**Short problem**
Copy out every line in the rows below that contains the string "item". Matching is case-sensitive.

(Labeled shape records)
────────
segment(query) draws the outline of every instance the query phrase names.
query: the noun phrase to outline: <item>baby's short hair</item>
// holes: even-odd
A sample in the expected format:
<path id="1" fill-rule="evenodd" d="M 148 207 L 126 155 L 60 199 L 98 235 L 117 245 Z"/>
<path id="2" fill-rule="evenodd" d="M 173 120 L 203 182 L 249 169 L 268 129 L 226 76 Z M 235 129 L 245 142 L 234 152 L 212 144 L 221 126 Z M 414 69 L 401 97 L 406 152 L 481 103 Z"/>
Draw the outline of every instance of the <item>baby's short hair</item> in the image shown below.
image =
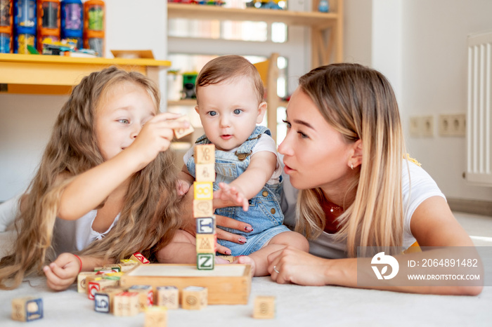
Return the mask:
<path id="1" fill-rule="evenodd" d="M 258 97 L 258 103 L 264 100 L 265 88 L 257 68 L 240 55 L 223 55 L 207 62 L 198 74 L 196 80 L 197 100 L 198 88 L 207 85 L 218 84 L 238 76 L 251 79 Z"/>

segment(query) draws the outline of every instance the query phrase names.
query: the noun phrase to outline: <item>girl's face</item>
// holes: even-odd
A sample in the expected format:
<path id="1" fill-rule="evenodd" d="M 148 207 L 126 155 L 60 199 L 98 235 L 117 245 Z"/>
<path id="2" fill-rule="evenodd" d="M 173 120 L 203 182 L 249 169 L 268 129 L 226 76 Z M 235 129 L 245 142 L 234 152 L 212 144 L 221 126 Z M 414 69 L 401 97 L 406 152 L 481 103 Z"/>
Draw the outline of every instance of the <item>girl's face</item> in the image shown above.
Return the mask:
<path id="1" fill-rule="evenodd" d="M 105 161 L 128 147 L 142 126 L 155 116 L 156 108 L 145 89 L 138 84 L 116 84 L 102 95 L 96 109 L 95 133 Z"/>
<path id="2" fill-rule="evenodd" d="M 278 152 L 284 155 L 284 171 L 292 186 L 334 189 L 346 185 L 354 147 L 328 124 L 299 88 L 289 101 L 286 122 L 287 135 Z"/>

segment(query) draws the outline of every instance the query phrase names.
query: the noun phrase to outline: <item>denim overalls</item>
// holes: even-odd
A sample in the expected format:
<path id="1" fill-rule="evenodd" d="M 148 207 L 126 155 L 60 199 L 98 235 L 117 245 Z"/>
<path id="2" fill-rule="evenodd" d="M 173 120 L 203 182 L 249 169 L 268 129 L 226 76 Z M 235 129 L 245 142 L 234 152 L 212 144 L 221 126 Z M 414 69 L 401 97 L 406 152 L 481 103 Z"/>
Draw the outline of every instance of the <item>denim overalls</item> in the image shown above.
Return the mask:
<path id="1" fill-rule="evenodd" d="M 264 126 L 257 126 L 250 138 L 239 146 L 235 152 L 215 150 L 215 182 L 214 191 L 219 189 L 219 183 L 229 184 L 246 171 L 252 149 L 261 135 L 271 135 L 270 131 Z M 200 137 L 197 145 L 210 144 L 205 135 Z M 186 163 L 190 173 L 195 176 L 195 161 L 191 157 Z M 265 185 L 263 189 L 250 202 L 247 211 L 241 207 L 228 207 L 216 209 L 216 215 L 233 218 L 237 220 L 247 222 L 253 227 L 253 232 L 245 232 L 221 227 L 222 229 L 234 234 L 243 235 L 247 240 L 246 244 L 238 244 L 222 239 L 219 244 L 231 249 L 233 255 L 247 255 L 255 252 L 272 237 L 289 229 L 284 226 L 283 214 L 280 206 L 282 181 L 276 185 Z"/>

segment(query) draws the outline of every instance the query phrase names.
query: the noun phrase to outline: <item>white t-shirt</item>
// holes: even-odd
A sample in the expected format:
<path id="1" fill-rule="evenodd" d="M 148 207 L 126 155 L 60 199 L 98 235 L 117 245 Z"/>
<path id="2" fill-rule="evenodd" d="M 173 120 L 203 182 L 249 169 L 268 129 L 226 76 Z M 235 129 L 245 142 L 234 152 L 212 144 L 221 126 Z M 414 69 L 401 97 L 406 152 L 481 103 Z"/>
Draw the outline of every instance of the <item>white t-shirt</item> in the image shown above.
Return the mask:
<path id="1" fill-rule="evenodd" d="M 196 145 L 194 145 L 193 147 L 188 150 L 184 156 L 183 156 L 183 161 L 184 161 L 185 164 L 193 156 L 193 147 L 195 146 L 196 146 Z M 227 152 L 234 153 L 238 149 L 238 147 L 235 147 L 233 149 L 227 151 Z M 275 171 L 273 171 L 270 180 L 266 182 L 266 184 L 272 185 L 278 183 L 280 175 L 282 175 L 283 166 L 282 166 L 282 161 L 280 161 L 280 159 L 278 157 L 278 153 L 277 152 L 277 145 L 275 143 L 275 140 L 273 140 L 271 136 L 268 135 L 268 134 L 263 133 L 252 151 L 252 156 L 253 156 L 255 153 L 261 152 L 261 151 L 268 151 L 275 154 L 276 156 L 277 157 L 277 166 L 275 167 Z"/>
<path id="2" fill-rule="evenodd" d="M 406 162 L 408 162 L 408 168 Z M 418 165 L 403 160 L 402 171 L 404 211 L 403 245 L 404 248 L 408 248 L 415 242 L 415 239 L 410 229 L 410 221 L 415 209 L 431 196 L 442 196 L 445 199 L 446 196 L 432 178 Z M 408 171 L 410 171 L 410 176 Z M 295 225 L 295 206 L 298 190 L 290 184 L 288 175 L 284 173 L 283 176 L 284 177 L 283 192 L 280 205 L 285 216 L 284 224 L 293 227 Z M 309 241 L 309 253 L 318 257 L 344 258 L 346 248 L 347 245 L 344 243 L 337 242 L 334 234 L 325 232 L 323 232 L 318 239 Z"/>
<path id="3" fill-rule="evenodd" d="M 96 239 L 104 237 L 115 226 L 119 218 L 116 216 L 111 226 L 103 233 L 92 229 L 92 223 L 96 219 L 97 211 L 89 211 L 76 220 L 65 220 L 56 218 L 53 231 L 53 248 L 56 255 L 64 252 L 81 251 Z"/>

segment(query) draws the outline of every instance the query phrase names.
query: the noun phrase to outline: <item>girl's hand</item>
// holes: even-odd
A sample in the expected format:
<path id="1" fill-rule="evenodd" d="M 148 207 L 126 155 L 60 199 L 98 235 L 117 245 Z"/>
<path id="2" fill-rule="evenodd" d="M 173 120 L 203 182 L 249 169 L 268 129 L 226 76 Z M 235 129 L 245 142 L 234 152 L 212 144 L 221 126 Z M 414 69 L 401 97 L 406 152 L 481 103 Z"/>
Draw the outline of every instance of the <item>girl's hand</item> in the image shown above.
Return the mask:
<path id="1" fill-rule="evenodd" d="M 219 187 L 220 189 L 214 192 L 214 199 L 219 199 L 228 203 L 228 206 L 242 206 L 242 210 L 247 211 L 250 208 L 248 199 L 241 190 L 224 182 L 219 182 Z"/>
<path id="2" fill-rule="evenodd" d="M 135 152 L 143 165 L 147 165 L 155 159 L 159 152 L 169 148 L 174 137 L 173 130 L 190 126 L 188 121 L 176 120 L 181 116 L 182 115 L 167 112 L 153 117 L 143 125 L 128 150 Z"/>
────────
**Written answer**
query: the noun phrase to outline: <item>baby's short hair</item>
Draw the outline of every instance of the <item>baby's short hair</item> in the image shown below.
query: the noun phrase to outline: <item>girl's face</item>
Draw the outline of every instance of the <item>girl's face</item> in the image shown above.
query: the noun phrase to outline: <item>denim overalls</item>
Draw the outline of every instance of the <item>denim overalls</item> in the image shown above.
query: the noun phrase to outline: <item>white t-shirt</item>
Draw the outline of every instance of the <item>white t-shirt</item> in the image shown above.
query: the noun phrase to outline: <item>girl's hand</item>
Draw the outline of every instance of the <item>girl's hand</item> in the image shown above.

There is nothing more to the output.